--- START OF Rows ---

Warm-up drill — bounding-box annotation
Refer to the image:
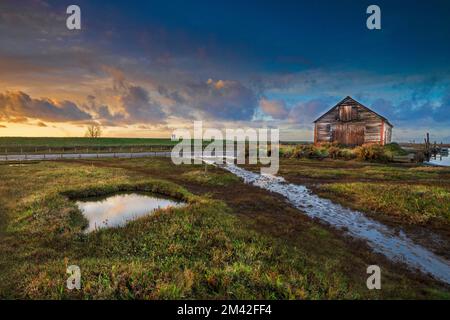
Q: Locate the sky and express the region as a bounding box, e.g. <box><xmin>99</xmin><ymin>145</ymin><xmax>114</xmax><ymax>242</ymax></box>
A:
<box><xmin>0</xmin><ymin>0</ymin><xmax>450</xmax><ymax>142</ymax></box>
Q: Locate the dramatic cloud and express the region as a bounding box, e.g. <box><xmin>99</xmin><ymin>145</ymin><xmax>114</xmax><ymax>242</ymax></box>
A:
<box><xmin>120</xmin><ymin>86</ymin><xmax>166</xmax><ymax>123</ymax></box>
<box><xmin>259</xmin><ymin>99</ymin><xmax>289</xmax><ymax>120</ymax></box>
<box><xmin>0</xmin><ymin>91</ymin><xmax>92</xmax><ymax>122</ymax></box>
<box><xmin>158</xmin><ymin>79</ymin><xmax>258</xmax><ymax>121</ymax></box>
<box><xmin>289</xmin><ymin>99</ymin><xmax>330</xmax><ymax>125</ymax></box>
<box><xmin>372</xmin><ymin>95</ymin><xmax>450</xmax><ymax>124</ymax></box>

--- END OF Rows ---

**Request**
Print all of the records above line for line, without any changes, and leave the pictures out.

**Task solution**
Warm-up drill — bounding-box annotation
Refer to the image:
Q: Locate the sky and express the region as a bounding box, e.g. <box><xmin>99</xmin><ymin>145</ymin><xmax>114</xmax><ymax>242</ymax></box>
A:
<box><xmin>0</xmin><ymin>0</ymin><xmax>450</xmax><ymax>142</ymax></box>
Q: Locate the dramatic cloud and express the region as a bounding box, e.g. <box><xmin>99</xmin><ymin>145</ymin><xmax>114</xmax><ymax>242</ymax></box>
A:
<box><xmin>120</xmin><ymin>86</ymin><xmax>166</xmax><ymax>123</ymax></box>
<box><xmin>259</xmin><ymin>99</ymin><xmax>289</xmax><ymax>120</ymax></box>
<box><xmin>0</xmin><ymin>91</ymin><xmax>92</xmax><ymax>122</ymax></box>
<box><xmin>158</xmin><ymin>79</ymin><xmax>258</xmax><ymax>121</ymax></box>
<box><xmin>289</xmin><ymin>99</ymin><xmax>330</xmax><ymax>125</ymax></box>
<box><xmin>372</xmin><ymin>95</ymin><xmax>450</xmax><ymax>124</ymax></box>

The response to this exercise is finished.